*SUPPLIED TEXT:*
Segment Open

Personal information
- Born: June 5, 1988 (age 38) Madison, Wisconsin, U.S.
- Height: 5 ft 11 in (1.80 m)

Sport
- Country: United States
- Sport: Rowing
- College team: Wisconsin Badgers

Medal record
Women's rowing
Representing the United States
World Championships
| Gold medal – first place | 2013 Chungju | W8+ |
| Gold medal – first place | 2014 Amsterdam | W8+ |
| Gold medal – first place | 2015 Aiguebelette | W8+ |
| Gold medal – first place | 2018 Plovdiv | W8+ |

= Victoria Opitz =

American rower (born 1988)

Victoria "Vicky" Opitz (born June 5, 1988) is an American rower and four-time world champion in the eights. After retaining her world title in 2015, she was officially ranked #5 female rower in the world.

==Rowing career==
Opitz began rowing in 2006 at the University of Wisconsin. In 2011, she graduated in political science and communication. She lived and trained in Princeton, New Jersey. In 2023 she shifted from coaching lightweight rowing at the University of Wisconsin to the Head Coach position for the Openweight women’s rowing team at the University of Wisconsin.

Her international debut in the USA eight resulted in victory at the Rowing World Cup in 2013 in Lucerne and was followed by victory at the 2013 World Rowing Championships in Chungju, South Korea.

Segment Closed

*TASK REQUIREMENTS:* Write out the Victoria Opitz biography word for word from "Her international debut" to "Chungju, South Korea.".

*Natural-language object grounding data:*
Segment Open

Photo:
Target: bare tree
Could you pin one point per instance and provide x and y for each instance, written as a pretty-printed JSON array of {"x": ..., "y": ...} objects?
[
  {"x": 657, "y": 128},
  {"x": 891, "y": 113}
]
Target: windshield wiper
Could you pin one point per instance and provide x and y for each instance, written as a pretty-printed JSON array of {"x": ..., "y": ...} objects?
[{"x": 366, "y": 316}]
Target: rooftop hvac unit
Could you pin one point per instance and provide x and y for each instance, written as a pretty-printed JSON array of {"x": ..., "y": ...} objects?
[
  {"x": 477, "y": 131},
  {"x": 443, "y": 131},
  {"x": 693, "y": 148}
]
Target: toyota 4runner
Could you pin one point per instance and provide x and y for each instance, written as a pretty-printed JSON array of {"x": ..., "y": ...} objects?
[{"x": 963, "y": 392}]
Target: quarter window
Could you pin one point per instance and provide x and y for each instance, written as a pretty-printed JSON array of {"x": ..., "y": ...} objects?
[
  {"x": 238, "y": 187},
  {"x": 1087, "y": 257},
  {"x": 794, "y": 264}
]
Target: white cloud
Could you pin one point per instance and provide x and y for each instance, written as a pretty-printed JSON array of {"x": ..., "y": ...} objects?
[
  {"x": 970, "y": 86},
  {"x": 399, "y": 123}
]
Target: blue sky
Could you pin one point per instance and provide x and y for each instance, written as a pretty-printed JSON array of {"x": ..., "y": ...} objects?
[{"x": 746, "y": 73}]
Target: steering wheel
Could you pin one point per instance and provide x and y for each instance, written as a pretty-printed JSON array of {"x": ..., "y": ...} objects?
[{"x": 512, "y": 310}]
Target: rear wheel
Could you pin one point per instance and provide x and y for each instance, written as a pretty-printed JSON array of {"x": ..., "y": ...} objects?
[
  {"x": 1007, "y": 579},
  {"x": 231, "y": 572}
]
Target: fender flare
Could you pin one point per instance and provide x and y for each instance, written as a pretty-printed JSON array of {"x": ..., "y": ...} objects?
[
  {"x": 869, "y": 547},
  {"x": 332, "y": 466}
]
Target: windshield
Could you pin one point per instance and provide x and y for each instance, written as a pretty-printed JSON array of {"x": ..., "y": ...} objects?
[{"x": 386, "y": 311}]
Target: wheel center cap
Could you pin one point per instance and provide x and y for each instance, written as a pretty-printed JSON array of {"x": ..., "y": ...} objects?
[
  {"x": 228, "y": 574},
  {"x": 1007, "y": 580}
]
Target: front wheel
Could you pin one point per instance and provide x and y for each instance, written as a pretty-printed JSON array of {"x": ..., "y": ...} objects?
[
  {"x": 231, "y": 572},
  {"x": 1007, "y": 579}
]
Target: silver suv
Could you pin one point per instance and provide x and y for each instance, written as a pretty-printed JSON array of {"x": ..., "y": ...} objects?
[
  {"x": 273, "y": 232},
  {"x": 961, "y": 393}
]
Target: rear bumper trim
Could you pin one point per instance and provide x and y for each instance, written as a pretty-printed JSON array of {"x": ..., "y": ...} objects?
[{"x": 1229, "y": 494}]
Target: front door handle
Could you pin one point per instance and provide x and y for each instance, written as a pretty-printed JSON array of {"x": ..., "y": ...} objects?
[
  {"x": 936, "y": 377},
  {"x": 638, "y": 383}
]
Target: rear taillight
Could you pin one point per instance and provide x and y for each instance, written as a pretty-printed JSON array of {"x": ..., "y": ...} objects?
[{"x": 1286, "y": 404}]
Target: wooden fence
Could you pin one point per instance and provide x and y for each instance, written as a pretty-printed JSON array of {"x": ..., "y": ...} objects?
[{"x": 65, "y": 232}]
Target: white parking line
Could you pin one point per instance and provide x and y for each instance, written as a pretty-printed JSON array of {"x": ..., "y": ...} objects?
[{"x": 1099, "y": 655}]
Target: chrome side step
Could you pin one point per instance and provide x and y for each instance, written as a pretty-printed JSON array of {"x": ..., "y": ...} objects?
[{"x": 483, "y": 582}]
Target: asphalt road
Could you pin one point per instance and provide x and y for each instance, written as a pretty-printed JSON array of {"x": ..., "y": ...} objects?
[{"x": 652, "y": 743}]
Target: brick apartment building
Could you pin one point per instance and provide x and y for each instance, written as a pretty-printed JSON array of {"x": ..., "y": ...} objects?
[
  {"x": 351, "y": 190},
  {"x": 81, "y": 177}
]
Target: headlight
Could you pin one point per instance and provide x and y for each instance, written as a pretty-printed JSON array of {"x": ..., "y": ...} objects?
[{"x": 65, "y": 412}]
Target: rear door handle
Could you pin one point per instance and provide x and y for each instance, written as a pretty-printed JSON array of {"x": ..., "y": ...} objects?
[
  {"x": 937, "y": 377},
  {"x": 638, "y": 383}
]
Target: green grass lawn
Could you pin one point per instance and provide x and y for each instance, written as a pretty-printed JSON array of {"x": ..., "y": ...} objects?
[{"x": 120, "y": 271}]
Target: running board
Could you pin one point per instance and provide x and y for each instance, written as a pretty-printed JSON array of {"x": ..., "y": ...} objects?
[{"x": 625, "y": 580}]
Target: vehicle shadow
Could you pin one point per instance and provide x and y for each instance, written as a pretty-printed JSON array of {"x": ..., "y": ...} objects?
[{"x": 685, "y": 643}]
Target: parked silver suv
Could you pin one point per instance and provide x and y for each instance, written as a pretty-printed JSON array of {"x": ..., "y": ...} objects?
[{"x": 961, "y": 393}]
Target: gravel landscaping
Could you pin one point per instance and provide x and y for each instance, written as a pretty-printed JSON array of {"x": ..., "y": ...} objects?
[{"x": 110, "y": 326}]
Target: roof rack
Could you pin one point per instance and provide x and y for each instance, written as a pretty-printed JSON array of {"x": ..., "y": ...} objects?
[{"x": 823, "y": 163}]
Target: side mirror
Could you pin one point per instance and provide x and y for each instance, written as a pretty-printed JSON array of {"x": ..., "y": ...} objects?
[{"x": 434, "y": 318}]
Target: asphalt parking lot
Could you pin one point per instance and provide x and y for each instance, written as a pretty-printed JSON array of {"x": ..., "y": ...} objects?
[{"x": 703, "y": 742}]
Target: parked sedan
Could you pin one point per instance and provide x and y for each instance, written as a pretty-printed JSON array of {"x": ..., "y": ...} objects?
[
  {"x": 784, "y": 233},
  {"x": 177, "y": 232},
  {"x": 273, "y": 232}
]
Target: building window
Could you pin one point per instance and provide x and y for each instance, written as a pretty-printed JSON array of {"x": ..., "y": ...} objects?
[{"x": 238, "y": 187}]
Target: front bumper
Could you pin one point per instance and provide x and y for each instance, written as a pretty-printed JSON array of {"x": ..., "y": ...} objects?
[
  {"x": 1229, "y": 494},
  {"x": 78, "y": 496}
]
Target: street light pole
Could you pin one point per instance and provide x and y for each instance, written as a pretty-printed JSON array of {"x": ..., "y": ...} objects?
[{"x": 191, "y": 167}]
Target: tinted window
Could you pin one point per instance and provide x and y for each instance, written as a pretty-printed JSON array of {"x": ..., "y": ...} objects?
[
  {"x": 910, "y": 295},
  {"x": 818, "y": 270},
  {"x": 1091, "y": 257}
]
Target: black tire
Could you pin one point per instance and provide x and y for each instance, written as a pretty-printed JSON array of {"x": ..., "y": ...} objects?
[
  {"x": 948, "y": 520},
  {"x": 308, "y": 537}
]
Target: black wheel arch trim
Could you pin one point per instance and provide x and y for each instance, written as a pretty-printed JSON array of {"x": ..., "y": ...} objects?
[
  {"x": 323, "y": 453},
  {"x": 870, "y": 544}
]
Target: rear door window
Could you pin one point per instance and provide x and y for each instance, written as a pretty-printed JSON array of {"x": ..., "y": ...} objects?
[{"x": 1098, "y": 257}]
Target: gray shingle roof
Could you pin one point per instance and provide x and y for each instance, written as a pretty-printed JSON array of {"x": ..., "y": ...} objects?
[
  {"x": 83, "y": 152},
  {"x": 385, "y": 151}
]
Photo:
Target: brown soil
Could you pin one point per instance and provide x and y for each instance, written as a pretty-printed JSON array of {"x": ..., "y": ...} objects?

Segment Closed

*ANSWER BOX:*
Her international debut in the USA eight resulted in victory at the Rowing World Cup in 2013 in Lucerne and was followed by victory at the 2013 World Rowing Championships in Chungju, South Korea.